To do ::
Type out every line of the data again, exactly.

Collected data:
++++++++

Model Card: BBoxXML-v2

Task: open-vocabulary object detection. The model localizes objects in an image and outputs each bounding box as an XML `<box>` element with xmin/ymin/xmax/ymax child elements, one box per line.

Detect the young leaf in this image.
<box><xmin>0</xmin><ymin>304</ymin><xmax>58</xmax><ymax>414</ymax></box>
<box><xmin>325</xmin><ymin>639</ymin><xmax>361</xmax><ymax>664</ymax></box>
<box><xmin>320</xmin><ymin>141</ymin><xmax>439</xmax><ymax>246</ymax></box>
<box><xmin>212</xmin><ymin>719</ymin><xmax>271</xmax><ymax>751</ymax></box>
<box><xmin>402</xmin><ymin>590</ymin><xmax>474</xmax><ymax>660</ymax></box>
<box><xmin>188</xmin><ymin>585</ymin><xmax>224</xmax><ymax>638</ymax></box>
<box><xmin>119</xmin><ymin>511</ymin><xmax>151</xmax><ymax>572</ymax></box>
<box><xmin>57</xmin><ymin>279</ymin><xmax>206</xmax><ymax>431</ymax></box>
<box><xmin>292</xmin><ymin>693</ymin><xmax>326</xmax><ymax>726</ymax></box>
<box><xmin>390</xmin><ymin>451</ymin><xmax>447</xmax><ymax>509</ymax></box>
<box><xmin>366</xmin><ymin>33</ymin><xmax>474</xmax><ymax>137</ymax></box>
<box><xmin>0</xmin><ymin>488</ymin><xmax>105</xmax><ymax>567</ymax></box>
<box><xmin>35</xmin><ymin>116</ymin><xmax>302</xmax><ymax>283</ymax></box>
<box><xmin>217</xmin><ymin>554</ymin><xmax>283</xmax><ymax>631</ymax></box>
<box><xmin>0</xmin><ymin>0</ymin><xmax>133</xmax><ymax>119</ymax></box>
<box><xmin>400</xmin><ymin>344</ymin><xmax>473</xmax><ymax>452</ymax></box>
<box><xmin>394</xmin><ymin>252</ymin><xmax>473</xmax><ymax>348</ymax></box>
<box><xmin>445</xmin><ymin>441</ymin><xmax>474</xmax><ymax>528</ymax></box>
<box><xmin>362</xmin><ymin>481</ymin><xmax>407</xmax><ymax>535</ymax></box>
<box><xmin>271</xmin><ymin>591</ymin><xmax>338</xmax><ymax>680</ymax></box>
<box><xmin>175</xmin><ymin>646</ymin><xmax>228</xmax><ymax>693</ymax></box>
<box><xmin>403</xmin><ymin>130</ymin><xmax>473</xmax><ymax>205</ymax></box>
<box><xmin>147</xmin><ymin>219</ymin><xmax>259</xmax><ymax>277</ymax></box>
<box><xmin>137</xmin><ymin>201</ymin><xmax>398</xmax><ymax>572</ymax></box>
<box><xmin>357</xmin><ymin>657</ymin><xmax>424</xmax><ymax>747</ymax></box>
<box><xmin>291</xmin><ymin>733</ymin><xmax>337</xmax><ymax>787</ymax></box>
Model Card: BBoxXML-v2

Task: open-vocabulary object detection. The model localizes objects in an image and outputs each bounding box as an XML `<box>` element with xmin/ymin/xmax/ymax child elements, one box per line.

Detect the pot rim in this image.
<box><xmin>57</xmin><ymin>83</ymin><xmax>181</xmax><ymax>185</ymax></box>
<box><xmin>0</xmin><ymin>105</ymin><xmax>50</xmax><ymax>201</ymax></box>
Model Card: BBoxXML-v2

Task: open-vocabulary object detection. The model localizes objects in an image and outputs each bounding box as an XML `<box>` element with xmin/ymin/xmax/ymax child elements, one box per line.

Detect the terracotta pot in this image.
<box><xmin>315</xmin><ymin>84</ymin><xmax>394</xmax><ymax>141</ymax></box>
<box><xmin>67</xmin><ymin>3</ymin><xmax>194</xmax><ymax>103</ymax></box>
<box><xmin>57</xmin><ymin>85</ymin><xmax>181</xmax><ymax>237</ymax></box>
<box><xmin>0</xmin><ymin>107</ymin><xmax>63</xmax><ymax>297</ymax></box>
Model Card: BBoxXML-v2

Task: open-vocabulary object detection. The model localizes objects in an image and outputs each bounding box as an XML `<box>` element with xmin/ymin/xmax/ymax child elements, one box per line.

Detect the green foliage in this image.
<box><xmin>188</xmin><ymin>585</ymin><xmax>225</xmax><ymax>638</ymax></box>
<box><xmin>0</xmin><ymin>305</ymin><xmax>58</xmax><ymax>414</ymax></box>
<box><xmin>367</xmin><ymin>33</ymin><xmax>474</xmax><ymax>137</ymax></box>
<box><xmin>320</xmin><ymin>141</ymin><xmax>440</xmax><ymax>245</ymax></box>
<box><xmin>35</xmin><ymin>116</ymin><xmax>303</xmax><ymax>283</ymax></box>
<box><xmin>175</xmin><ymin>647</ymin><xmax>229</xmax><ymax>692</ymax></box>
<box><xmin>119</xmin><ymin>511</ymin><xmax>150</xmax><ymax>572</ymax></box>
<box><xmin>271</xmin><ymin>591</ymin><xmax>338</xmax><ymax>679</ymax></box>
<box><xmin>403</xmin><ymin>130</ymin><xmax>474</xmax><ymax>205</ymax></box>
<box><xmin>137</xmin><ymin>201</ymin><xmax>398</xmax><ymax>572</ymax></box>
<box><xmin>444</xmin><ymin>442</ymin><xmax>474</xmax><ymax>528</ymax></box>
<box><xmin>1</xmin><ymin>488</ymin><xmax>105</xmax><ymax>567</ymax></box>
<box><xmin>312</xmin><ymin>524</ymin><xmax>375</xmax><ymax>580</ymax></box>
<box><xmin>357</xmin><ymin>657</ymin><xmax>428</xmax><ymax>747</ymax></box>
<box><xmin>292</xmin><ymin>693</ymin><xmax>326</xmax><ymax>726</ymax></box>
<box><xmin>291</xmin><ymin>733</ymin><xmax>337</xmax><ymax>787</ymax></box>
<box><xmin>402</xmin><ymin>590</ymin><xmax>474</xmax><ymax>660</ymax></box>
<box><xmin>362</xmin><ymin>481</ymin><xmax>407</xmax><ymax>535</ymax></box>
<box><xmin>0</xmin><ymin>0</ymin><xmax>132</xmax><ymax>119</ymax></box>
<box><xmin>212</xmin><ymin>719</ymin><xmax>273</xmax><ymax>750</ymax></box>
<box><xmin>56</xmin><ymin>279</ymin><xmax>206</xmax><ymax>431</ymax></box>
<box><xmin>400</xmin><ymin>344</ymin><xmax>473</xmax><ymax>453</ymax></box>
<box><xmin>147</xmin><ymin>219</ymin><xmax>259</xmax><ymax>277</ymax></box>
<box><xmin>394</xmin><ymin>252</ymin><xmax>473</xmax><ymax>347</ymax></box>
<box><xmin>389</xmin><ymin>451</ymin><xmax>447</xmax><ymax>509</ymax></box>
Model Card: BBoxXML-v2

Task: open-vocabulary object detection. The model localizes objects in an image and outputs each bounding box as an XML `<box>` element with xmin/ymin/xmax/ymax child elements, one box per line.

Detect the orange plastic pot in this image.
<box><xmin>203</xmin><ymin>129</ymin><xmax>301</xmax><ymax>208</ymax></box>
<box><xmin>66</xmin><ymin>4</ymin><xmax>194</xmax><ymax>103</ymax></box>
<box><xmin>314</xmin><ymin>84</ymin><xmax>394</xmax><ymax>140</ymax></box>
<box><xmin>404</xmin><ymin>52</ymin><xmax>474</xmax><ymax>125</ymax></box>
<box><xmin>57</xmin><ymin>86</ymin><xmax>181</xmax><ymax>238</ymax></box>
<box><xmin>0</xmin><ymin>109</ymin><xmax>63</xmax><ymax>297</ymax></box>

++++++++

Reply ::
Model Card: BBoxXML-v2

Task: open-vocabulary object detection. The model localizes objects in an image and outputs each bounding box as an XML `<box>` element with xmin/ymin/xmax/ymax child elements, one box per line.

Detect the young leaf in this image.
<box><xmin>0</xmin><ymin>304</ymin><xmax>58</xmax><ymax>414</ymax></box>
<box><xmin>325</xmin><ymin>639</ymin><xmax>361</xmax><ymax>664</ymax></box>
<box><xmin>320</xmin><ymin>141</ymin><xmax>439</xmax><ymax>246</ymax></box>
<box><xmin>212</xmin><ymin>719</ymin><xmax>271</xmax><ymax>751</ymax></box>
<box><xmin>402</xmin><ymin>590</ymin><xmax>474</xmax><ymax>660</ymax></box>
<box><xmin>188</xmin><ymin>585</ymin><xmax>224</xmax><ymax>638</ymax></box>
<box><xmin>119</xmin><ymin>511</ymin><xmax>151</xmax><ymax>572</ymax></box>
<box><xmin>57</xmin><ymin>279</ymin><xmax>206</xmax><ymax>431</ymax></box>
<box><xmin>292</xmin><ymin>693</ymin><xmax>326</xmax><ymax>726</ymax></box>
<box><xmin>390</xmin><ymin>451</ymin><xmax>447</xmax><ymax>509</ymax></box>
<box><xmin>366</xmin><ymin>33</ymin><xmax>474</xmax><ymax>137</ymax></box>
<box><xmin>0</xmin><ymin>488</ymin><xmax>105</xmax><ymax>567</ymax></box>
<box><xmin>35</xmin><ymin>116</ymin><xmax>302</xmax><ymax>283</ymax></box>
<box><xmin>217</xmin><ymin>554</ymin><xmax>283</xmax><ymax>631</ymax></box>
<box><xmin>0</xmin><ymin>0</ymin><xmax>133</xmax><ymax>119</ymax></box>
<box><xmin>400</xmin><ymin>344</ymin><xmax>473</xmax><ymax>452</ymax></box>
<box><xmin>394</xmin><ymin>252</ymin><xmax>473</xmax><ymax>348</ymax></box>
<box><xmin>445</xmin><ymin>441</ymin><xmax>474</xmax><ymax>528</ymax></box>
<box><xmin>362</xmin><ymin>481</ymin><xmax>407</xmax><ymax>535</ymax></box>
<box><xmin>271</xmin><ymin>591</ymin><xmax>338</xmax><ymax>680</ymax></box>
<box><xmin>175</xmin><ymin>646</ymin><xmax>228</xmax><ymax>693</ymax></box>
<box><xmin>403</xmin><ymin>130</ymin><xmax>473</xmax><ymax>205</ymax></box>
<box><xmin>147</xmin><ymin>219</ymin><xmax>259</xmax><ymax>277</ymax></box>
<box><xmin>137</xmin><ymin>201</ymin><xmax>398</xmax><ymax>572</ymax></box>
<box><xmin>357</xmin><ymin>657</ymin><xmax>424</xmax><ymax>747</ymax></box>
<box><xmin>291</xmin><ymin>733</ymin><xmax>337</xmax><ymax>787</ymax></box>
Model Card: BBoxXML-v2

Task: open-vocabulary object detection. The model localizes objects in an image and outputs each bounding box as an XML `<box>` element with xmin/ymin/xmax/ymax child elements, one box per line.

Detect the pot rim in this image.
<box><xmin>57</xmin><ymin>83</ymin><xmax>181</xmax><ymax>185</ymax></box>
<box><xmin>0</xmin><ymin>105</ymin><xmax>50</xmax><ymax>201</ymax></box>
Model Card: BBoxXML-v2

Task: open-vocabulary object detection. The model localizes objects in an image and outputs each bounding box as an XML `<box>` element with xmin/ymin/xmax/ymax child elements, one box per line.

Detect the terracotta pot in this image.
<box><xmin>315</xmin><ymin>84</ymin><xmax>394</xmax><ymax>141</ymax></box>
<box><xmin>67</xmin><ymin>3</ymin><xmax>194</xmax><ymax>103</ymax></box>
<box><xmin>57</xmin><ymin>85</ymin><xmax>181</xmax><ymax>237</ymax></box>
<box><xmin>0</xmin><ymin>107</ymin><xmax>63</xmax><ymax>297</ymax></box>
Model Card: BBoxXML-v2

Task: open-vocabulary object detection. The model localizes objects in an image and outputs each bounding box as an XML `<box>` element with xmin/ymin/xmax/ymax child elements, one box per line.

Detect the green foliage in this image.
<box><xmin>188</xmin><ymin>585</ymin><xmax>225</xmax><ymax>638</ymax></box>
<box><xmin>0</xmin><ymin>305</ymin><xmax>58</xmax><ymax>414</ymax></box>
<box><xmin>367</xmin><ymin>33</ymin><xmax>474</xmax><ymax>137</ymax></box>
<box><xmin>320</xmin><ymin>141</ymin><xmax>440</xmax><ymax>245</ymax></box>
<box><xmin>35</xmin><ymin>116</ymin><xmax>303</xmax><ymax>283</ymax></box>
<box><xmin>175</xmin><ymin>647</ymin><xmax>229</xmax><ymax>692</ymax></box>
<box><xmin>119</xmin><ymin>511</ymin><xmax>150</xmax><ymax>572</ymax></box>
<box><xmin>271</xmin><ymin>591</ymin><xmax>338</xmax><ymax>679</ymax></box>
<box><xmin>403</xmin><ymin>130</ymin><xmax>474</xmax><ymax>205</ymax></box>
<box><xmin>137</xmin><ymin>201</ymin><xmax>398</xmax><ymax>572</ymax></box>
<box><xmin>444</xmin><ymin>442</ymin><xmax>474</xmax><ymax>528</ymax></box>
<box><xmin>1</xmin><ymin>488</ymin><xmax>105</xmax><ymax>567</ymax></box>
<box><xmin>312</xmin><ymin>524</ymin><xmax>375</xmax><ymax>580</ymax></box>
<box><xmin>357</xmin><ymin>657</ymin><xmax>428</xmax><ymax>747</ymax></box>
<box><xmin>292</xmin><ymin>693</ymin><xmax>326</xmax><ymax>726</ymax></box>
<box><xmin>291</xmin><ymin>733</ymin><xmax>337</xmax><ymax>787</ymax></box>
<box><xmin>402</xmin><ymin>590</ymin><xmax>474</xmax><ymax>660</ymax></box>
<box><xmin>362</xmin><ymin>481</ymin><xmax>407</xmax><ymax>535</ymax></box>
<box><xmin>0</xmin><ymin>0</ymin><xmax>132</xmax><ymax>119</ymax></box>
<box><xmin>212</xmin><ymin>719</ymin><xmax>273</xmax><ymax>750</ymax></box>
<box><xmin>56</xmin><ymin>279</ymin><xmax>206</xmax><ymax>431</ymax></box>
<box><xmin>400</xmin><ymin>344</ymin><xmax>473</xmax><ymax>453</ymax></box>
<box><xmin>147</xmin><ymin>219</ymin><xmax>259</xmax><ymax>277</ymax></box>
<box><xmin>394</xmin><ymin>252</ymin><xmax>473</xmax><ymax>347</ymax></box>
<box><xmin>389</xmin><ymin>451</ymin><xmax>447</xmax><ymax>509</ymax></box>
Model Card: BBoxXML-v2

Task: open-vocabulary object detection. The model localizes objects in an image and outputs each bounding box as an XML `<box>` element with xmin/ymin/xmax/ymax child elements, one box per line.

Detect the orange plastic pot in this image.
<box><xmin>203</xmin><ymin>129</ymin><xmax>301</xmax><ymax>208</ymax></box>
<box><xmin>66</xmin><ymin>4</ymin><xmax>194</xmax><ymax>103</ymax></box>
<box><xmin>314</xmin><ymin>84</ymin><xmax>394</xmax><ymax>140</ymax></box>
<box><xmin>404</xmin><ymin>52</ymin><xmax>474</xmax><ymax>125</ymax></box>
<box><xmin>57</xmin><ymin>86</ymin><xmax>181</xmax><ymax>238</ymax></box>
<box><xmin>0</xmin><ymin>109</ymin><xmax>63</xmax><ymax>297</ymax></box>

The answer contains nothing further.